■ **AIM 1**
In the piece on staying single below, rewrite the paragraph beginning "In our recent weekly newsletter" more briefly, keeping its main facts.
■ **AIM 2**
Using the piece on staying single below, mark each statement yes or no, quoting the words of the text that decide it: (a) Meagan lives with her parents. (b) The responses to Meagan's question were disappointing. (c) The response claims an outside source pushes its own beliefs onto a woman.
■ **AIM 3**
Write the next part of the piece on staying single below, picking up after its final sentence.

■ **PROVIDED PASSAGE**

================================

In our recent weekly newsletter about being single and unmarried at the age of 27, the lovely Meagan asked if she should be bothered by the fact that she's still unattached and living with her folks.
The responses to the question posed above have been nothing short of amazing, and in the spirit of sharing and encouraging other single women out there feeling pressurised into getting married, we've posted some of your responses below.
You don't need affirmation from anyone but yourself.
As far as I am concerned, a woman has the right to live her life according to her wants and her needs.
There is absolutely no need to feel doubts or question yourself because *gasp*, *shock* and *horror*, you don’t have a husband, are planning to be married or have kids.
If you are happy with the way you are living your life, why do you need affirmation from an outside source?
This outside source is merely pushing their own beliefs onto you and pressurising you into adapting the life that they think is suitable!

================================

■ **DATASET EXTRACT**
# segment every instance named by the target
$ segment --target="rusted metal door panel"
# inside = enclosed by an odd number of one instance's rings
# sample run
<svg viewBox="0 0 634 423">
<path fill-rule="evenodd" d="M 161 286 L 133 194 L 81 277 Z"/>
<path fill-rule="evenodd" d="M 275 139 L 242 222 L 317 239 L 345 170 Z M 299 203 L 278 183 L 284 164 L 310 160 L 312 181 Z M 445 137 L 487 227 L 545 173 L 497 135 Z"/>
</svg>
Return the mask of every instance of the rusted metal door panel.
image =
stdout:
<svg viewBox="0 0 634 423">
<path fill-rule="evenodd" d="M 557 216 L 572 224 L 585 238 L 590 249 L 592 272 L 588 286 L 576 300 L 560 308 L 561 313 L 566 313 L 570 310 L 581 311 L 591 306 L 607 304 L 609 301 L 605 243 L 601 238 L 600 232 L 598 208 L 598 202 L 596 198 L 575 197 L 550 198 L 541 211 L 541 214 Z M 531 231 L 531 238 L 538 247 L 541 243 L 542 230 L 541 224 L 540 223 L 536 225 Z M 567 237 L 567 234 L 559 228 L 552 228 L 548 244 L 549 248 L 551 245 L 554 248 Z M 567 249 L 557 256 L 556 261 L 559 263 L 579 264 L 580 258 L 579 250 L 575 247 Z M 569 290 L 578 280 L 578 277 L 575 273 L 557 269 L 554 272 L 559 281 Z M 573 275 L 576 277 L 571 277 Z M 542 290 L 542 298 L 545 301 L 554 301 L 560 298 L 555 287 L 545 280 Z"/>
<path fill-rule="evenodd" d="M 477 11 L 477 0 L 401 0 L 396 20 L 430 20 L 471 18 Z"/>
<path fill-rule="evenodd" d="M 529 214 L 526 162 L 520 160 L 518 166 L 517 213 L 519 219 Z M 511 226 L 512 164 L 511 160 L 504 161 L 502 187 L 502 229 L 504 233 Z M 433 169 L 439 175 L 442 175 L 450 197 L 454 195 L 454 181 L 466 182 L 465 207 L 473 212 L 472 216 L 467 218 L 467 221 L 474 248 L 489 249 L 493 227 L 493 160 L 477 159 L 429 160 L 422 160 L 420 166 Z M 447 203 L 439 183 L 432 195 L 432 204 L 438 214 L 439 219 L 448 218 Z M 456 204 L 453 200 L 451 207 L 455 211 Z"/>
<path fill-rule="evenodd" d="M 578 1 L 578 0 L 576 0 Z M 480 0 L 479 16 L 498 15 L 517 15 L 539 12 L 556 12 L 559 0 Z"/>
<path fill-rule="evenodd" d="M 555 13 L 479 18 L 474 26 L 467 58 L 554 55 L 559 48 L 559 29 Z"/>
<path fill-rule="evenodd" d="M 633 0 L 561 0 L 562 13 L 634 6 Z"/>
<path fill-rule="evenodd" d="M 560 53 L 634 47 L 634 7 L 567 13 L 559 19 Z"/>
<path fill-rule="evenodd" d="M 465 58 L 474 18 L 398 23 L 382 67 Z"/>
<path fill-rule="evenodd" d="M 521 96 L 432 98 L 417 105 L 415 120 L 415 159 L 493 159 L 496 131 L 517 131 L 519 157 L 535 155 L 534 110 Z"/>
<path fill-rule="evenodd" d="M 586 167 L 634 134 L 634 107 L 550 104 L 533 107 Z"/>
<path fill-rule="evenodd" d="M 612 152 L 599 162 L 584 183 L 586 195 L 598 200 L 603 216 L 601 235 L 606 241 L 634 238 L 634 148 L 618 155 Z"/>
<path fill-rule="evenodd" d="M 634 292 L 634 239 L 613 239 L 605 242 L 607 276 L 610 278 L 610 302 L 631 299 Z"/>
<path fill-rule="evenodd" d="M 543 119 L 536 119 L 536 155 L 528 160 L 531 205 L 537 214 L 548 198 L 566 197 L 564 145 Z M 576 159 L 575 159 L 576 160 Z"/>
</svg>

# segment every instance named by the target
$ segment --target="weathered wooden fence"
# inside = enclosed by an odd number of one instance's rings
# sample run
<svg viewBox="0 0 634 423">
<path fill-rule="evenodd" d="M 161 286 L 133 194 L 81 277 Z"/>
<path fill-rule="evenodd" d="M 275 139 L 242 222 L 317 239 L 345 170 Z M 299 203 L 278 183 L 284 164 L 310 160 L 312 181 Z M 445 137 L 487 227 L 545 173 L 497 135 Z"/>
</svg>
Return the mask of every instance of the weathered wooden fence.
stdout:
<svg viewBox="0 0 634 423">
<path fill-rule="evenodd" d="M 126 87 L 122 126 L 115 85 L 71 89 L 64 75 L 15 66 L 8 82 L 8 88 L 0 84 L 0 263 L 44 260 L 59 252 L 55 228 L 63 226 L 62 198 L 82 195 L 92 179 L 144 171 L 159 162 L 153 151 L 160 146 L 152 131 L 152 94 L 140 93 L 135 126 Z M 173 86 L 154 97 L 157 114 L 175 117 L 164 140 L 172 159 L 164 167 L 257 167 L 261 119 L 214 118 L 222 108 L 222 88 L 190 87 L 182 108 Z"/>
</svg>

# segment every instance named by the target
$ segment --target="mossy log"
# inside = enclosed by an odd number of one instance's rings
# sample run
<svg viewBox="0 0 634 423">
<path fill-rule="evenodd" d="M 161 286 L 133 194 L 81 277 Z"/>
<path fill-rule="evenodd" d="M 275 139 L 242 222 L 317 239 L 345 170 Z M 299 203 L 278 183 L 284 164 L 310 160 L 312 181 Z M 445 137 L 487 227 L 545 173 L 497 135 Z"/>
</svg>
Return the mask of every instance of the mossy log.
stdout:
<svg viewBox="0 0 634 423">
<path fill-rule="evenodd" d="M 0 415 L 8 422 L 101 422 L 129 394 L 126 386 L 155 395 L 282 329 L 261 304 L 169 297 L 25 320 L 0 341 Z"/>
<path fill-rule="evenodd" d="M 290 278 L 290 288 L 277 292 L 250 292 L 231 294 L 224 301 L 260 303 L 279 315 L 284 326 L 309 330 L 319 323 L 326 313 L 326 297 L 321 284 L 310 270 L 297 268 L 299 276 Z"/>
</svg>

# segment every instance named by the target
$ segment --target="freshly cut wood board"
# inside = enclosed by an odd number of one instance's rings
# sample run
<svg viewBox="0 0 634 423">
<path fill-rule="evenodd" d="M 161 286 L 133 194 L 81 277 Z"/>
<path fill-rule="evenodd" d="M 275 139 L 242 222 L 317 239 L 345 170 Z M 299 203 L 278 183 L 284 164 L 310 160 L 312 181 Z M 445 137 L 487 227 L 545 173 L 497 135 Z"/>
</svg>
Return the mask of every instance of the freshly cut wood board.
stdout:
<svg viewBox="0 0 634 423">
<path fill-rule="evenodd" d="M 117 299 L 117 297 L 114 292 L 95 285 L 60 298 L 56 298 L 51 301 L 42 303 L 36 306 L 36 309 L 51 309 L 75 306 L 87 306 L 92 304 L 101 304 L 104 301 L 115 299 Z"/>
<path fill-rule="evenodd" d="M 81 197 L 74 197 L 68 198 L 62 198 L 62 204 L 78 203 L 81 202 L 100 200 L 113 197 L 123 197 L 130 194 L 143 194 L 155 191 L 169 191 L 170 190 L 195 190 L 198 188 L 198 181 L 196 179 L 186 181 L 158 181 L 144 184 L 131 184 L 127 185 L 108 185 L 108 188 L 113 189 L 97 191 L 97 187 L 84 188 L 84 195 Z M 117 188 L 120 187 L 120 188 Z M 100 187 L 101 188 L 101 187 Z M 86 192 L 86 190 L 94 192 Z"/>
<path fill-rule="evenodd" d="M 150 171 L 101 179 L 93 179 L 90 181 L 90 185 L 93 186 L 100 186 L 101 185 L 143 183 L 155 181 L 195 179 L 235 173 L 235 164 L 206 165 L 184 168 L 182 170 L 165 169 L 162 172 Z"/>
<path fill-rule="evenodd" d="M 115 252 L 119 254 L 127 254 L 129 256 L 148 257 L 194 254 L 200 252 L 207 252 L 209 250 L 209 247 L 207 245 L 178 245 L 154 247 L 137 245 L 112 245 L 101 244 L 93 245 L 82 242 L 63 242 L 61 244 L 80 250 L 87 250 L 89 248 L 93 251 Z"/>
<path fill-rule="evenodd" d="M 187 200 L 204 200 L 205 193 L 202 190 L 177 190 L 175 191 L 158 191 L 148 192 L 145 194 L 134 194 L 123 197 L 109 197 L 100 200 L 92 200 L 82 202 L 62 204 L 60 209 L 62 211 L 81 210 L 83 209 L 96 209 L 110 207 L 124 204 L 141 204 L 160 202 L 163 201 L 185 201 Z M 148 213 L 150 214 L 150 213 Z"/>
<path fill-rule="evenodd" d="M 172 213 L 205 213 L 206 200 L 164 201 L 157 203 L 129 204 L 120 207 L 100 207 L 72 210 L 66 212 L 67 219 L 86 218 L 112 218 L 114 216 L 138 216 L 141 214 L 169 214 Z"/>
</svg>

================================

■ **WRITTEN REPLY 1**
A weekly newsletter on being single and unmarried at 27 featured Meagan asking whether she should worry that she is still unattached and living with her parents.

■ **WRITTEN REPLY 2**
(a) Yes: "still unattached and living with her folks"
(b) No: "have been nothing short of amazing"
(c) Yes: "This outside source is merely pushing their own beliefs onto you"

■ **WRITTEN REPLY 3**
You know what I say?
Live your life! Celebrate the way you live your life! And enjoy your freedom and independence like the modern day woman you are!
I very definitely am!
It's all about your happiness.
You have nothing to worry about. As long as you are happy there should be no social pressure to get hooked up, knocked up or anything in between.
I was single at your age and went through exactly the same dilemma which, in retrospect was unnecessary. The right one will come around and you will find happiness when your time is right.
As for the aunties and other nagging people, smile and politely say “when the time is right”.
Don't be pressurised by society.
You will know when the time is right. There's no need to please others. Look around you... there are quite a few youngsters who got married early and are already heading towards the divorce courts.
You still have a few years to enjoy your life and concentrate solely on yourself. Once hubby and baby is there, it won't be possible to make that spur of the moment decisions.
Smile sweetly and tell them they'll be first to know when you're ready to settle. My son will be 30 this year, is still living at home and is single. He has a few 'lady friends' but nothing serious.
Let Mr. Right look for you.
You are not alone. This is the 21st century and women have fought for having to make their own decisions and choices, in their own space and time.
- single(never married)
- live with my parents (‘cos I love to)
- have a tertiary degree
- have my own car and home
- travelled a little
- have a good job AND ...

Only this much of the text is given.